-- Data supplied follows --

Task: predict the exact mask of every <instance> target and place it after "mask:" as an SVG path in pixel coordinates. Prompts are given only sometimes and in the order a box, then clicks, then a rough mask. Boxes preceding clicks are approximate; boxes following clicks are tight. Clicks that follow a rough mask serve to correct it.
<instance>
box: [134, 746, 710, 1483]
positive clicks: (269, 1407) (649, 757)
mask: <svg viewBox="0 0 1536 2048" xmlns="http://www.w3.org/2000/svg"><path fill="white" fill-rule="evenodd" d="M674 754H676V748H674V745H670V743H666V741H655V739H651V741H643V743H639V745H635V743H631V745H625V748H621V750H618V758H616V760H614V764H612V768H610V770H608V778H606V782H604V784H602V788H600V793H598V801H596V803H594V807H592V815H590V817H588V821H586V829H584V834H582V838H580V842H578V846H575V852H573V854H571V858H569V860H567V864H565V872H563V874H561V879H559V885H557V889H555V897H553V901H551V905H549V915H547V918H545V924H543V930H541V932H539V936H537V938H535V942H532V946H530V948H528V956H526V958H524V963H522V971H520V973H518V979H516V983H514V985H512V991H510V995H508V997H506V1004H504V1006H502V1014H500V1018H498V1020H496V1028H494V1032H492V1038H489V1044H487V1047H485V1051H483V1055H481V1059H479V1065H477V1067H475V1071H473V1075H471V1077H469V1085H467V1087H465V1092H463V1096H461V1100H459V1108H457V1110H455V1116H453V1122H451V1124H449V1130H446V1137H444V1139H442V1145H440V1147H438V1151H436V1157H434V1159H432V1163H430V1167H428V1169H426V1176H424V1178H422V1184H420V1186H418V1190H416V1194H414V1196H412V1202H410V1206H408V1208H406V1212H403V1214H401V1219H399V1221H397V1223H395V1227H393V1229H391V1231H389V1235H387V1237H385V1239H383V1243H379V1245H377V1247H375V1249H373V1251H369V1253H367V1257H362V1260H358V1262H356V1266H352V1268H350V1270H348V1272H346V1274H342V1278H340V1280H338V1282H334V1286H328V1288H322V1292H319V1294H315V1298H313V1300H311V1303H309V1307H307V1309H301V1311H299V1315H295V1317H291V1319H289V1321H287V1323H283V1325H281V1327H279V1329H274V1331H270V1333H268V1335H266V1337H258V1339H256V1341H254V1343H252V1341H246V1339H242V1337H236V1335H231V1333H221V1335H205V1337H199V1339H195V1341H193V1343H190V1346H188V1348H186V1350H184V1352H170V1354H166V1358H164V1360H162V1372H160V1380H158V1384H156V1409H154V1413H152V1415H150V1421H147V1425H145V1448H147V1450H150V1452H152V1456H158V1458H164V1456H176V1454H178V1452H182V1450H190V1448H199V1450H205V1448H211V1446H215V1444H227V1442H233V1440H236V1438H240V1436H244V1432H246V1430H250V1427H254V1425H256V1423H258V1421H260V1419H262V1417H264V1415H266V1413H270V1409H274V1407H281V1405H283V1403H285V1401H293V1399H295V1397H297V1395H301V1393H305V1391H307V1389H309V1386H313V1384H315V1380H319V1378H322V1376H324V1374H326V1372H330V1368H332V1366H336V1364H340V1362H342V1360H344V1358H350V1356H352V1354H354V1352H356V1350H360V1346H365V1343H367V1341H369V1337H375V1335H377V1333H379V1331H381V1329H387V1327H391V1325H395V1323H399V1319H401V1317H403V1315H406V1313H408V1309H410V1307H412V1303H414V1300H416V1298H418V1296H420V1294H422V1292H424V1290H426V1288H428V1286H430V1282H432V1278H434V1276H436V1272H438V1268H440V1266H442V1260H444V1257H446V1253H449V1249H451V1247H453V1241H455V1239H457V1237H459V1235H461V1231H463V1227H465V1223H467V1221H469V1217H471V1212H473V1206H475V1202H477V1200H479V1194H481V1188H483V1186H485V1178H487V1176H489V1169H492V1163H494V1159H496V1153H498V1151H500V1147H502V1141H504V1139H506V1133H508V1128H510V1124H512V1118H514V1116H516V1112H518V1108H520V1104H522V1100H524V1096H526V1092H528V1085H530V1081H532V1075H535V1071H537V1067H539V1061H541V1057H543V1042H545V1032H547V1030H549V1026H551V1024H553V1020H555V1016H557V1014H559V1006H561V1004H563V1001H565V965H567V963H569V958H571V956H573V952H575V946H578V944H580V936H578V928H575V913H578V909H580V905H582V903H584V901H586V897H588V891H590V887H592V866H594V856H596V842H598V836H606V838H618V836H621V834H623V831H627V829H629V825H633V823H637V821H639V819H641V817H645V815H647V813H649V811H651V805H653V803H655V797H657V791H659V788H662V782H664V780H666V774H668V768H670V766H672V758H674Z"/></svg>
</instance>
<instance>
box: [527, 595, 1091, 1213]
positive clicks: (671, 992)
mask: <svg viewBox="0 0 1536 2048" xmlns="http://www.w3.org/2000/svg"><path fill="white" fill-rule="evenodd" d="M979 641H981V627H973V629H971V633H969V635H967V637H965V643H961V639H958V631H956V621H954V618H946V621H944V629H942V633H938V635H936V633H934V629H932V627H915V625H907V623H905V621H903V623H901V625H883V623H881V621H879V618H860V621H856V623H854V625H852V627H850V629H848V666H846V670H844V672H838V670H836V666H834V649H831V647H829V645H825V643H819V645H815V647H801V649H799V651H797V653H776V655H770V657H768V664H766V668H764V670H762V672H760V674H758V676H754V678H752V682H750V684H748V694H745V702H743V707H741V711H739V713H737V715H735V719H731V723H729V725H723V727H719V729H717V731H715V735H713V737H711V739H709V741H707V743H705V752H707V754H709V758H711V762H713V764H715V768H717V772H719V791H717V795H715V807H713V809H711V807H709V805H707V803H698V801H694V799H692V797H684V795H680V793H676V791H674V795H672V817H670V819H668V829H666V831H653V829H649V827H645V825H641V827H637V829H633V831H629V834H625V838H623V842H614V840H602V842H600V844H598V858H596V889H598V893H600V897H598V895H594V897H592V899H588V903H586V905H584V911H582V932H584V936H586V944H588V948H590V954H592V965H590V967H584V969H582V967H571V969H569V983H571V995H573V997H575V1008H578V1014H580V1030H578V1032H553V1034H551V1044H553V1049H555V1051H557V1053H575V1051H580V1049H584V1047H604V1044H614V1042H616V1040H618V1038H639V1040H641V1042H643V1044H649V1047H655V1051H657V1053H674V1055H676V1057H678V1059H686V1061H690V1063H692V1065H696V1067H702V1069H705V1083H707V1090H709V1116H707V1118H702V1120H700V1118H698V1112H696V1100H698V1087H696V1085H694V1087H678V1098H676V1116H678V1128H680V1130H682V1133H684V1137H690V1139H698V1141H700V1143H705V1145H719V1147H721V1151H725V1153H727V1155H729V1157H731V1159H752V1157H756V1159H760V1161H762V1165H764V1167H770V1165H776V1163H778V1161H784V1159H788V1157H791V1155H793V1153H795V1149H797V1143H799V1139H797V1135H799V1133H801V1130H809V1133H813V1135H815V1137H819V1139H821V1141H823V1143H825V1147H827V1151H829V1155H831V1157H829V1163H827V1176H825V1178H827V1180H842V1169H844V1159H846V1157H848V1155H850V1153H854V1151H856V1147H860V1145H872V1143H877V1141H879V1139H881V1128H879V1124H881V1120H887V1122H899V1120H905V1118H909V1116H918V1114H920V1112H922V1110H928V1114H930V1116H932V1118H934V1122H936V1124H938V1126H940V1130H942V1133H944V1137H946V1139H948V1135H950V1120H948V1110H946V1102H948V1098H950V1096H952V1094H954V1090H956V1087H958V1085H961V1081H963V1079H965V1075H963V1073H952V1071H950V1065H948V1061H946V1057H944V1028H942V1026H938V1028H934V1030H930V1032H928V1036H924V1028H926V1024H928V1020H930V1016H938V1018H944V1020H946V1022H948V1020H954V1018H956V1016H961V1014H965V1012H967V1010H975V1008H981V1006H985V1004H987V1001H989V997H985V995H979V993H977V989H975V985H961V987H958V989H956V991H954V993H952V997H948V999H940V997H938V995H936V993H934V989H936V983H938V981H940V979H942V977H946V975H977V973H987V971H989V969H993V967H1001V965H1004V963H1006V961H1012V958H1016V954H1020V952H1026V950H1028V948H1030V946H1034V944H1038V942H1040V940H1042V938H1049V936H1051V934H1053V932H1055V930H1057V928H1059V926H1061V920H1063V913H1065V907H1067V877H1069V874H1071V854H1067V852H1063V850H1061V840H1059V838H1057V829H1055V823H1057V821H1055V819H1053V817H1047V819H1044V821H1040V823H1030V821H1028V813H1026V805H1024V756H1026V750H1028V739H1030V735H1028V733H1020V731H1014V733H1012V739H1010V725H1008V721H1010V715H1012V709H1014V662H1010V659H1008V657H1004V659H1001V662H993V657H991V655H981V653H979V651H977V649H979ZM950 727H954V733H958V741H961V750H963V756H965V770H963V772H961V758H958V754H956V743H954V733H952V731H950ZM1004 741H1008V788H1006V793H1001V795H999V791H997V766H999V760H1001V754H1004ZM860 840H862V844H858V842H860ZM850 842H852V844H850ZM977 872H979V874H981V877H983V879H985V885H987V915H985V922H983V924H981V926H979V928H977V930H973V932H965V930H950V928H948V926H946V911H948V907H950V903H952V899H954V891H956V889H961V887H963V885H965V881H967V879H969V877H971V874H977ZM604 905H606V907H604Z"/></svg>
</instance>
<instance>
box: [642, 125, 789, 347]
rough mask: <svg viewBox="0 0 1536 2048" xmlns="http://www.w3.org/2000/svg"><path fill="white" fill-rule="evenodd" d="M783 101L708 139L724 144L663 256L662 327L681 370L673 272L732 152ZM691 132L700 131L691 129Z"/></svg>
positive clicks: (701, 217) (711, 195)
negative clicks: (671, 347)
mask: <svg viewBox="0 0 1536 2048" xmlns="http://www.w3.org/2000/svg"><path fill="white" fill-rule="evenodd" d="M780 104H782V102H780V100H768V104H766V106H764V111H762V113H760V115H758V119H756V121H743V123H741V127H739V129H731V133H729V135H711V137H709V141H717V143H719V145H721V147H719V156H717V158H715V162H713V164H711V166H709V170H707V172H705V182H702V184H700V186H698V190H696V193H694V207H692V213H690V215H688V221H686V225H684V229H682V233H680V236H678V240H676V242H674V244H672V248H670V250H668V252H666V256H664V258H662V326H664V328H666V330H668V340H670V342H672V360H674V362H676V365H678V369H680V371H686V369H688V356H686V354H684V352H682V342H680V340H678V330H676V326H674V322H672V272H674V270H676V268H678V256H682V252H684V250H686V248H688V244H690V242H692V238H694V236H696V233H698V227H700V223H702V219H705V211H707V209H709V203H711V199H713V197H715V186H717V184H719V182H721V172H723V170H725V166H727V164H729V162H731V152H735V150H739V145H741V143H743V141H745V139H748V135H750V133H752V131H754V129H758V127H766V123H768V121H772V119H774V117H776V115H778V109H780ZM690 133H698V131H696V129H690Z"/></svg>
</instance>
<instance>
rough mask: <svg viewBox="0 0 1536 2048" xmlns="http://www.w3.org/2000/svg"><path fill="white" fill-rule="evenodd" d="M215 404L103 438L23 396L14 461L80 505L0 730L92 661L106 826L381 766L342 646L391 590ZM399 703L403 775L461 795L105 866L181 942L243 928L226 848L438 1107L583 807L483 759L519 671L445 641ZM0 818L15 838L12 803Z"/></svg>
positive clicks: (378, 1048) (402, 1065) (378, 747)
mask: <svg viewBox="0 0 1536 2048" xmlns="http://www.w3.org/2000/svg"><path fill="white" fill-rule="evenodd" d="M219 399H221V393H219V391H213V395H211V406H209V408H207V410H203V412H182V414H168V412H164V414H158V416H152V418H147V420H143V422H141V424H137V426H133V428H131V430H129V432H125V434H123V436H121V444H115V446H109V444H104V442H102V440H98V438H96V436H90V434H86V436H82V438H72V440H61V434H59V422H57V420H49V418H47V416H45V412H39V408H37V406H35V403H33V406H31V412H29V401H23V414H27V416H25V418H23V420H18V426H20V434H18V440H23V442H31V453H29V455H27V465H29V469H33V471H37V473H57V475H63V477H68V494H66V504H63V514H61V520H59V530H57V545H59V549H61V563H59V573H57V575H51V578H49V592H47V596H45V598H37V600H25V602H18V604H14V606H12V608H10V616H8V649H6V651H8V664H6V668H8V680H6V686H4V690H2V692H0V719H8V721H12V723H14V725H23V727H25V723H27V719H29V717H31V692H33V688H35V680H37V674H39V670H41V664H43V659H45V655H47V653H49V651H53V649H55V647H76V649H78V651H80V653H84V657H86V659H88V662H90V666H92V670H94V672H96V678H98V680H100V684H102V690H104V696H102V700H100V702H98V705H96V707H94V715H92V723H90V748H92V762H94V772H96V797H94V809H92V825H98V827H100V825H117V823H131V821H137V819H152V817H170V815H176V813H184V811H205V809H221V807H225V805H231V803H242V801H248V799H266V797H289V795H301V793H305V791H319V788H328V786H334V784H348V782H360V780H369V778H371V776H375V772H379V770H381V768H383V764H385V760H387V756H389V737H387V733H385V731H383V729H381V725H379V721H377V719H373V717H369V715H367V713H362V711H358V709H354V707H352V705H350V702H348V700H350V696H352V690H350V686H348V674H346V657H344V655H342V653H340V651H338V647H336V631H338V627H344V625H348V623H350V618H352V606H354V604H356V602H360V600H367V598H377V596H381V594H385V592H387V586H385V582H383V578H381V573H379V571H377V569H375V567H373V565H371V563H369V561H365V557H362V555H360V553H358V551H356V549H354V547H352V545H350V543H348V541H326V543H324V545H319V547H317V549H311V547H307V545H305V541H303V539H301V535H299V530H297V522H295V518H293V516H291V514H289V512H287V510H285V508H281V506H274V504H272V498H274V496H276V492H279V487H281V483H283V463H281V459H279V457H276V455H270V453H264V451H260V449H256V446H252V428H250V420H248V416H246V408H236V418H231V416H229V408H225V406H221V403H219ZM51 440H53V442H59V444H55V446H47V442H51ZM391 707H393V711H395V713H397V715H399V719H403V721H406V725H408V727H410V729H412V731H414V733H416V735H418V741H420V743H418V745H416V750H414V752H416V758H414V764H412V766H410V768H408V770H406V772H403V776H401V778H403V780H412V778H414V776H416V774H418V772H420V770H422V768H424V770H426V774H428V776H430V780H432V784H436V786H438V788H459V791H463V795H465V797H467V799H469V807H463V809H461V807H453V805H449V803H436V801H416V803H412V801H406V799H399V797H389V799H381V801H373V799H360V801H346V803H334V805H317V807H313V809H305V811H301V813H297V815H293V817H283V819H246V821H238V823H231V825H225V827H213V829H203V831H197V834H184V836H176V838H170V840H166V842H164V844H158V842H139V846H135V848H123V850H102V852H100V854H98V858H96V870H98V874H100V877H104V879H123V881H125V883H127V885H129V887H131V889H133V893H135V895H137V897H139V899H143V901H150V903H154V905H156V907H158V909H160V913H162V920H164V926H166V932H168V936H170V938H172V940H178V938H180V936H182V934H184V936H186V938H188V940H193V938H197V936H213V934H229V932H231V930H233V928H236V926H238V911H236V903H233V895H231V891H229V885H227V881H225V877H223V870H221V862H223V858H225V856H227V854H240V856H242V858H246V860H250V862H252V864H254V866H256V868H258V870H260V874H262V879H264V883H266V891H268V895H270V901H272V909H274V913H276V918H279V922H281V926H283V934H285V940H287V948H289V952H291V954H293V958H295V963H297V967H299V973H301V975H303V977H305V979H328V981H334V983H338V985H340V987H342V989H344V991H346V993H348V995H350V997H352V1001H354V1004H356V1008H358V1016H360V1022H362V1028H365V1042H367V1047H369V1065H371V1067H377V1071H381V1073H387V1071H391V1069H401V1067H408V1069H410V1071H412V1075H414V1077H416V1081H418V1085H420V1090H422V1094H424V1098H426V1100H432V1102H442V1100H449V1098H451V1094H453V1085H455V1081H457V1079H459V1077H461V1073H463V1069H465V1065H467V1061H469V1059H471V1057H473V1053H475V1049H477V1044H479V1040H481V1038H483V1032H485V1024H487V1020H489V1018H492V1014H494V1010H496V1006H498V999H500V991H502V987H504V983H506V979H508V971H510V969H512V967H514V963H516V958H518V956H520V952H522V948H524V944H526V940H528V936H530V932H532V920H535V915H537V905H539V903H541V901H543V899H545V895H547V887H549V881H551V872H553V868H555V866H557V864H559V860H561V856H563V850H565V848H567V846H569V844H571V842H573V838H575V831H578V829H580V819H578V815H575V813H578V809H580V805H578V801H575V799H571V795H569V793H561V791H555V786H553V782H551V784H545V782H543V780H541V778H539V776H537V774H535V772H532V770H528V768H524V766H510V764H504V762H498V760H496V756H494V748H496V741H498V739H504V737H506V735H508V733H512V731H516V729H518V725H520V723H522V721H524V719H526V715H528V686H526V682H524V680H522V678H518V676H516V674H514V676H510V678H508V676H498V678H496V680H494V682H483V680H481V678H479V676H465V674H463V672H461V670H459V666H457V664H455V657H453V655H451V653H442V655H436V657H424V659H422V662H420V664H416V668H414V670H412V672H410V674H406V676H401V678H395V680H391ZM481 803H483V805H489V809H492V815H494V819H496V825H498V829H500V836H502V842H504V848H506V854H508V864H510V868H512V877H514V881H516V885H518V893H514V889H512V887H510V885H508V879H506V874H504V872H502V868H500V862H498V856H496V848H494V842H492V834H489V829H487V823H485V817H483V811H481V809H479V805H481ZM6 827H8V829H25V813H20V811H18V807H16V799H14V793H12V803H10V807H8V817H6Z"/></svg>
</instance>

-- Data supplied concluded --

## How to complete this task
The expected output is the exact run of lines from the start of the entries through the line with "box: [134, 746, 710, 1483]", inclusive.

## Written response
Task: predict the exact mask of every <instance> target and place it after "mask:" as an SVG path in pixel coordinates. Prompts are given only sometimes and in the order a box, then clicks, then a rough mask. Boxes preceding clicks are approximate; boxes following clicks are tight. Clicks that follow a rough mask serve to correct it.
<instance>
box: [134, 746, 710, 1483]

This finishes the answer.